> _Objective_:
Please write out the listing below line for line, leaving out the picture.

--- start ---

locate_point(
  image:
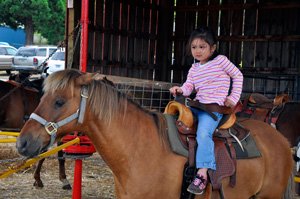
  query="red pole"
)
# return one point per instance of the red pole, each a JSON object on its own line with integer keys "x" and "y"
{"x": 84, "y": 34}
{"x": 83, "y": 63}
{"x": 77, "y": 179}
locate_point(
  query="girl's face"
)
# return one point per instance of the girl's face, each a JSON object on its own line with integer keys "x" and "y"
{"x": 201, "y": 50}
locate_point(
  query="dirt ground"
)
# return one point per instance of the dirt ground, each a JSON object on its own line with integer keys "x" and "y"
{"x": 97, "y": 180}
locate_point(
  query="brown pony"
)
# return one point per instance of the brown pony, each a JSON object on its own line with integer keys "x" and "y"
{"x": 17, "y": 102}
{"x": 280, "y": 112}
{"x": 133, "y": 141}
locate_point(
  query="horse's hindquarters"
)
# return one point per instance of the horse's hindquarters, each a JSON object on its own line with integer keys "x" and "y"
{"x": 275, "y": 165}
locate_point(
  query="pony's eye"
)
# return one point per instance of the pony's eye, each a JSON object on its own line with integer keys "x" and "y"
{"x": 59, "y": 103}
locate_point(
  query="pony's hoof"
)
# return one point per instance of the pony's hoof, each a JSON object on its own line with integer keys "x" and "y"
{"x": 38, "y": 184}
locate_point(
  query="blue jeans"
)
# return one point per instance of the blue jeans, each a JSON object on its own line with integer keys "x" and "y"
{"x": 205, "y": 155}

--- end ---

> _Full response_:
locate_point(
  image:
  query="red pole"
)
# return one point per instance of the red pole, each a JSON object on its own line with integer keys "x" and "y"
{"x": 84, "y": 34}
{"x": 83, "y": 63}
{"x": 77, "y": 179}
locate_point(
  query="girl's face"
)
# return one point per instance of the girl's face, each a JSON object on its own line with integer keys "x" and "y"
{"x": 201, "y": 50}
locate_point(
  query="dirt ground"
)
# return one point per instance of the dirt ground, each a JSON object on its own line with integer keys "x" and "y"
{"x": 97, "y": 180}
locate_point(
  query="brown pony"
)
# return one point per instance of the brown pony, each a JSON object on its own line with integer keys "x" and "y"
{"x": 17, "y": 102}
{"x": 280, "y": 112}
{"x": 133, "y": 141}
locate_point(
  query="horse's hindquarters"
)
# return one point per instance of the horse's hindquarters, each a JSON object on its own line with integer keys "x" and "y"
{"x": 275, "y": 165}
locate_point(
  query="pony's eye"
)
# return one point per instance of the pony's eye, each a JSON object on its own line with integer keys "x" and "y"
{"x": 59, "y": 103}
locate_point(
  query="pony's hoof"
)
# return one point per instance of the pony's hoof, each a JSON object on its own line with integer keys "x" and "y"
{"x": 38, "y": 184}
locate_point(
  query="blue jeans"
)
# return one point per instance of the blue jeans, each a JSON object on its own line with integer keys "x" and "y"
{"x": 205, "y": 155}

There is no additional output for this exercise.